(Goal of the exercise) Output each line of the material exactly as it stands.

(Source information)

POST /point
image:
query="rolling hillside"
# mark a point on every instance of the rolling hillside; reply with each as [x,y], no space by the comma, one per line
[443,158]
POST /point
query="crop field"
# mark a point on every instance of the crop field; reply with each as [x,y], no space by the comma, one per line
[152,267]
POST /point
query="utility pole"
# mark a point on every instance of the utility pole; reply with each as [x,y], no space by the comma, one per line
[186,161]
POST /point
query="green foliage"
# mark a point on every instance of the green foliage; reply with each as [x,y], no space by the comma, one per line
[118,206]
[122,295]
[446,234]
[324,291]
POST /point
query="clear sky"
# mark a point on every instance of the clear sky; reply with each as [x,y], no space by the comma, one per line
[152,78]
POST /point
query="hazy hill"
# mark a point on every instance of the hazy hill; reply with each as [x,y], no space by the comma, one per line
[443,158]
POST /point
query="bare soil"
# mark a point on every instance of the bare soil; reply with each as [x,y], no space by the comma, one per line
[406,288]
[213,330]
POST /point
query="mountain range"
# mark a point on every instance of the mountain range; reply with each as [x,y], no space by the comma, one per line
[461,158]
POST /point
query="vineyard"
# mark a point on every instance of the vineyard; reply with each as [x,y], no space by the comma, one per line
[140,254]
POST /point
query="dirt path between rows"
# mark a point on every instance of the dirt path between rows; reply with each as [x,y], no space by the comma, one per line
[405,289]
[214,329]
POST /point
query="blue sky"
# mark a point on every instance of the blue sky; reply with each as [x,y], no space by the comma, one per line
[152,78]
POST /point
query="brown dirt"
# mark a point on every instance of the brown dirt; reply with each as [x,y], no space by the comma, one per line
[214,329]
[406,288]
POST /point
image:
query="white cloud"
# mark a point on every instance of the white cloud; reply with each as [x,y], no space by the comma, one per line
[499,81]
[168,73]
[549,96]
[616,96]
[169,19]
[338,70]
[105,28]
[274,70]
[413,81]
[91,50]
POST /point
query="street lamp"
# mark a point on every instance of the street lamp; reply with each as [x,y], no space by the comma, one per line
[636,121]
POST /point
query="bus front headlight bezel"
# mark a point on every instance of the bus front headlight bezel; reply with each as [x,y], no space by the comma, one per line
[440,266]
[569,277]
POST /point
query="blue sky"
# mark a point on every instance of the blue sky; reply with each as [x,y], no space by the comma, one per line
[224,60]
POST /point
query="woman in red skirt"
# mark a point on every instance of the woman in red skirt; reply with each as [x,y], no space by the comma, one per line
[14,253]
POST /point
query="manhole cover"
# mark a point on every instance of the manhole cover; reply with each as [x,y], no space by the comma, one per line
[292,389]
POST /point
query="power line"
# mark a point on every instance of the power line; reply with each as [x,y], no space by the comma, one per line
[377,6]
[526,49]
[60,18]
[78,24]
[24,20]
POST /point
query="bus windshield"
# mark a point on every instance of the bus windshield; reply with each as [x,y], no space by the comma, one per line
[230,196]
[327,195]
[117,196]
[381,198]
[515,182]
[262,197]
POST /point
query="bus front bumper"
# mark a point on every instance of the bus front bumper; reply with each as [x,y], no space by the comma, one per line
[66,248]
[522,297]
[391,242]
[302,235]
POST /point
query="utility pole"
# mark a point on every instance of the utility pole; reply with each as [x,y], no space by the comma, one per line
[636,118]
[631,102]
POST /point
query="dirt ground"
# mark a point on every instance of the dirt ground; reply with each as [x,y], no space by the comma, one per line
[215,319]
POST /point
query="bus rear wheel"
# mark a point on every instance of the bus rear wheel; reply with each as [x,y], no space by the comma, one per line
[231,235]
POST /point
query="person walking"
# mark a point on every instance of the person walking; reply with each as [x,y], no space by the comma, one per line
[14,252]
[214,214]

(Written solution)
POST /point
image:
query="rolling hillside"
# mark a point on every instance of the rolling hillside; reply with each as [x,y], no space by the comma, one per line
[443,158]
POST /point
query="crop field"
# mark a point on every instance of the crop field; reply with each as [x,y], no space by the comma, one per line
[152,267]
POST /point
query="utility pole"
# mark a point on every instance of the utility pole; reply with each as [x,y], no space by the comma, one per line
[186,161]
POST /point
query="green foliage"
# mark a point on every instance of the green foliage; reply with each as [x,y], no space by the comma, one per line
[118,206]
[122,295]
[446,234]
[324,291]
POST /point
query="clear sky"
# mark a point on every instance of the clear sky; reply with each as [x,y], no space by the comma, one per line
[152,78]
POST /point
query="hazy hill"
# mark a point on every instance of the hazy hill; reply with each as [x,y], no space by the comma, one per line
[443,158]
POST /point
query="bare soil"
# mark a point on every instance of the bare soil; reply with each as [x,y], no space by the comma, one per line
[406,288]
[213,330]
POST /point
query="mountain range"
# mark a point on every instance of the mountain range; reply with each as [x,y], no space by the comma, one per line
[461,158]
POST /point
query="vineyard"
# mark a point on every instance of the vineyard; reply with each as [x,y], no space by the comma, one per line
[140,254]
POST /point
query="dirt path between rows"
# mark a point on every instance of the dirt path between rows; reply with each as [x,y], no space by the comma, one per line
[405,289]
[214,329]
POST /point
query="blue sky"
# mark a point on every instance of the blue sky; reply with each as [x,y], no space by the comma, one per line
[152,78]
POST /point
query="brown dirt"
# mark a point on every instance of the brown dirt; reply with each as [x,y], no space by the comma, one per line
[214,329]
[406,288]
POST /point
image:
query="white cloud"
# mark a point on every instance of the white cloud; reply with each as [x,y], no space by the comma, one per line
[499,81]
[168,73]
[549,96]
[616,96]
[169,19]
[338,70]
[105,28]
[274,70]
[413,81]
[91,50]
POST /point
query="street lamp"
# mark a point on every instance of the street lamp; reply with each as [x,y], no space by the comma, one per line
[636,121]
POST /point
query="bus front headlight bezel"
# mark a point on every instance of the bus front headlight bezel; reply with each as [x,y], no space by the comma, one per line
[440,266]
[569,277]
POST /point
query="blue sky"
# mark a point on every instance of the blue sky; reply with each as [x,y], no space by the comma, one per line
[224,60]
POST /point
query="woman in red skirt"
# mark a point on every instance of the woman in red skirt; reply with each as [x,y], no space by the comma, one per line
[14,253]
POST /point
query="manhole cover"
# mark a point on every instance of the manhole cover; reply with each as [x,y], no space by the comma, one per line
[292,389]
POST /point
query="power line"
# mark a point on every instance of the power line; reply with each as [x,y], no space by the comma, one per line
[377,6]
[526,49]
[60,18]
[78,24]
[24,20]
POST /point
query="bus windshield"
# mark a point on every instance of the bus windshield; reply with each as [x,y], no space by the comma, one per line
[230,196]
[327,195]
[117,196]
[381,198]
[515,182]
[262,197]
POST /point
query="bus front bumper"
# mark a point on every instance of the bus front bumper; reply with each as [x,y], no space by the comma, one per line
[66,248]
[522,297]
[391,242]
[302,235]
POST /point
query="utility pole"
# mark a point on every instance of the utility pole; reply with each as [x,y], no space by the comma, one per line
[636,118]
[631,102]
POST /point
query="dirt ground"
# mark a point on every instance of the dirt ground; reply with each as [x,y], no space by the comma, one per line
[215,319]
POST /point
query="bus rear wheel"
# mark a point on every instance of the bus rear wheel; reply with each as [x,y], no space by the comma, one per line
[231,235]
POST /point
query="person walking"
# mark a point on every instance of the person walking; reply with each as [x,y], no space by the comma, one per line
[14,252]
[214,214]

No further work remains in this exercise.